PARTS OF THE EXERCISE:
1) Decide whether each statement agrees with the passage on grief and MS. Answer yes or no, and quote the words of the passage that settle it.
(a) Grief lasts the same length of time for everyone.
(b) Some people with MS grieve each time a new relapse arises.
(c) Depression is counted among the stages of grief.
2) Answer each question from the passage on grief and MS.
(a) What examples of a major MS-related disability does the passage give?
(b) How many stages of grief does the passage mention?
(c) Which symptom does the passage say others can see in how you react, move, and speak?
3) Continue the passage on grief and MS, starting right after its last sentence.

EXTRACT TO READ:
┏━━
In addition to the fact that there is no rigid manual or model for
grief, the timing for how long grief lasts varies from person to person.
For many people with MS, grief is more of a chronic, up-and-down
process—your feelings may compare to the grief you experience when a
loved one dies, and it may be a drastically different feeling.
Again, there is no right or wrong way to grieve. Some people with MS
report that they grieve with each new MS relapse that arises. Others
report that they grieved in the beginning when they were first
diagnosed, and then later when a major MS-related disability arose, like
losing the ability to walk or work.
GRIEF vs. DEPRESSION
It's important to understand that grief is different from clinical
depression, although "depression" is considered one of grief's five
stages.
The key distinguishing factor is that with grief, a person's
sorrow should not be all-consuming and it should resolve over time. In
addition, other symptoms like weight loss, agitation (seen by others in
how you react, move, and speak), feelings of excessive guilt, or
thoughts of suicide are indicative of possible clinical depression and
not grief.
┗━━
Natural-language descriptions of regions
┏━━
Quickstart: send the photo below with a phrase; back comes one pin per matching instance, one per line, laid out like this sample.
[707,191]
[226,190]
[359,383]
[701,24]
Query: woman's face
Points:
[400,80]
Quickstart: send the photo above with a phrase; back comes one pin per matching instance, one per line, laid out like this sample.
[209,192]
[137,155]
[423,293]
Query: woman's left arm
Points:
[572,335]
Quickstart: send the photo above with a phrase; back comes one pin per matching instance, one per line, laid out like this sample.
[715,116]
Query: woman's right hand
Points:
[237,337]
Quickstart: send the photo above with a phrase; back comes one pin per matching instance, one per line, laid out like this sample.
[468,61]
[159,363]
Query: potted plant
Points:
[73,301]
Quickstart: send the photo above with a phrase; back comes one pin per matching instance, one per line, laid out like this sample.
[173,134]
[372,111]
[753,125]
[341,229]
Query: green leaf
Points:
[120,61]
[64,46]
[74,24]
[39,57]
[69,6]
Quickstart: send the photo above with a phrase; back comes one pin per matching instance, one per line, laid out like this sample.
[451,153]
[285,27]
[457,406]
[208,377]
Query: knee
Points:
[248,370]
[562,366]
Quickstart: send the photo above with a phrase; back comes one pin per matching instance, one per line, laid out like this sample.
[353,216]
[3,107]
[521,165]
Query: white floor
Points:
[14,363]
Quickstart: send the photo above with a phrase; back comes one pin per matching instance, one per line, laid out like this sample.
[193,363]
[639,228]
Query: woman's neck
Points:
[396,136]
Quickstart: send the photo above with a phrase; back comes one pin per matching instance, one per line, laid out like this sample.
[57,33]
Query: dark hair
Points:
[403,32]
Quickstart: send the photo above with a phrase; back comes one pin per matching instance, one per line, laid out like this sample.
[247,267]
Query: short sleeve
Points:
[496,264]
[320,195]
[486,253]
┗━━
EXPECTED RESULTS:
1)
(a) No: "the timing for how long grief lasts varies from person to person."
(b) Yes: "Some people with MS report that they grieve with each new MS relapse that arises."
(c) Yes: "\"depression\" is considered one of grief's five stages."

2)
(a) Losing the ability to walk or work.
(b) Five.
(c) Agitation.

3)
If you are experiencing any symptoms of depression, be
sure to see your doctor for an evaluation. Depression is common in MS
and can be a symptom of MS itself and not just as a result of the
stressful factors MS places on your life.
COPING
While
right now, your grief may feel like a huge weight on your shoulders, a
nauseating ache in your stomach, or a dark rain cloud that never leaves
you, be reassured that grief does get better with time for the vast
majority of people.
In addition to letting time pass, there are
things you can do to heal yourself as you grieve. While not an
exhaustive list, these strategies can help you develop self-compassion
and build resiliency—two attributes that will help you to cope with the
losses and vulnerabilities imposed on you by MS.
-Keep a journal to record all your thoughts, worries, fears, and frustrations.
-Try to exercise each day to release natural endorphins, even if it's just a long walk with a friend or pet.
-Indulge in small comforts like grabbing a cup of coffee with a friend or watching a favorite movie.
-Surround yourself with loved ones and/or consider joining a support group, like your local chapter of the National MS Society.
-Engage in mind-body therapy like mindfulness meditation or yoga.
-Change your way of thinking and living by learning and embracing positive psychology.
-Consider occupational therapy to build self-confidence and independence.
-Seek out guidance from a grief counselor or self-help group.
While most people associate grief with losing a loved one, it's
perfectly normal to grieve a diagnosis of MS, as well as the "losses"
brought on by having MS. These losses may be physical (e.g., loss of
mobility or energy) or cognitive (e.g., loss of mental prowess), as well
as mental or emotional (e.g., a diminishing sense of well-being and
identity).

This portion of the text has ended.